WRITTEN TASK:
Please carry on the article about regional climate change in the U.S., picking up right after its final sentence.

Prolonged drought, severe sea-level rise, dramatic flooding, raging wildfires. Climate change is having tangible impacts in regions across the country. Here’s what the models are telling us.

From sea-level rise on the coastlines to drought and wildfire inland to warmer, wetter weather in the middle of the country, it is clear that the climate is changing, and that the trends will likely continue. In fact, the global climate continues to change rapidly, outpacing the natural variations in climate that have occurred throughout Earth’s history, according to an expert interviewed for this story.

Climate change is a global phenomenon, but it impacts different regions of the U.S. differently. But if you’re on the coastline — any coastline — you can expect to experience sea-level rise as the West Coast does. The West Coast also is getting warmer and dryer and is experiencing more drought and wildfire, while the Midwest is getting wetter.

The models that project future climates are mathematical representations of interactions between the atmosphere, oceans, land surface, ice and the sun, and they are built to estimate trends but not events. For example, a model cannot predict what the weather will be like in March 2050, but it can forecast a rise in sea level or land temperature at that time.

There are many different indicators or observations that can be used to track how a climate is changing, including temperature and precipitation, Arctic sea ice, snow cover, alpine glaciers, drought, wildfires, lake levels and heavy precipitation. Some of these indicators can be traced back to the late 1800s with continual data. Satellite data goes back to the 1970s.

Models that predict future warming are tested by a process called hindcasting, according to Howard Diamond, United States Climate Science Program manager for the National Oceanic and Atmospheric Administration, via email.

Testing the models involves using the data from the past and mapping past climate change. “If they get the past right, there is no reason to think their predictions would be wrong,” Diamond wrote.
The volume of data is way too high for a human to manually process.

About a decade ago, scientists with the U.S. Geological Survey (USGS) built the Coastal Storm Modeling System (CoSMoS) to look at sea-level rise, flooding and erosion hazards along the California coast. Its use today provides data on future sea-level rise in the U.S.

SUPPLIED MATERIAL:

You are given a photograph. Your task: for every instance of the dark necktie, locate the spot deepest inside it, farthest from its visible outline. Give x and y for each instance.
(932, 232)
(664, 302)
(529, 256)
* * *
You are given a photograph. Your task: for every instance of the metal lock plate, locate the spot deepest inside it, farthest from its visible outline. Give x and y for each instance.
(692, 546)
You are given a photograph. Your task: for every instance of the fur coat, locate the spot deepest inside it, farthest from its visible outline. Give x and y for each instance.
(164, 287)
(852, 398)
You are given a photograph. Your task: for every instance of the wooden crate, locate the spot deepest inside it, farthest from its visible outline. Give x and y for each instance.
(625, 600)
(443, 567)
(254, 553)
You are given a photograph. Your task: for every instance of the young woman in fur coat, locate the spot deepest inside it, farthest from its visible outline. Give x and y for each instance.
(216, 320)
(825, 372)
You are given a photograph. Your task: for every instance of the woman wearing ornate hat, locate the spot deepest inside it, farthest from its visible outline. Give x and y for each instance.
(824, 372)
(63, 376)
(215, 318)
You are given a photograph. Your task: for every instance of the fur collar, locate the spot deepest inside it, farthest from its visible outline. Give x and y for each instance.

EXERCISE RESULT:
“It’s meant to capture what the future climate will look like in terms of its influence on sea-level rise and storm patterns,” said Patrick Barnard, research geologist with the USGS. “It’s a physics-based model here, we’re explicitly modeling waves, the tides, the storm surge and how it all propagates and sort of combines to drive coastal flooding in that sensitive zone where all these communities are across the country.”

The practice of storm modeling, Barnard explained, has come a long way, but the way it’s communicated is far behind. The ArcGIS story maps give communities across the country the story on what’s happening with weather and the projections for the future.

AI and machine learning is beginning to come into vogue as a way to automate the processing of satellite imagery, since the quantity of data is much too great for manual analysis. “The volume of data is way too high for a human to manually process,” he said. “We’ve been using it [AI and machine learning] for satellite imagery to derive topographic features to identify where the coast is, for example, but it’s pretty early days on that.”

Barnard added that scientists are trying to enlist augmented reality and virtual reality applications to better communicate the science. “That’s another way things are headed. Figuring out innovative ways to communicate because clearly scientists haven’t been doing the best job,” he said. “We’re still arguing about where the trend is with the public and that discussion should have ended 30 years ago.”

But many communities don’t need further convincing that the climate is changing and that mitigation measures need to follow.
satellite image of the Puget Sound area
The Coastal Storm Modeling System project (CoSMoS) uses satellite imagery, like this of the Puget Sound study area, as a foundation for its climate change projections. CoSMoS is a program of the U.S. Geological Survey.


“Regardless of what people believe is directly causing it, at the end of the day, it’s occurring. It’s happening right now,” said Jonathan Lord, emergency management director for Flagler County in Florida. “Sea-level rise is going up and for us that means increased coastal flooding events, whether it’s a hurricane or our winter nor’easter events or even high tides.”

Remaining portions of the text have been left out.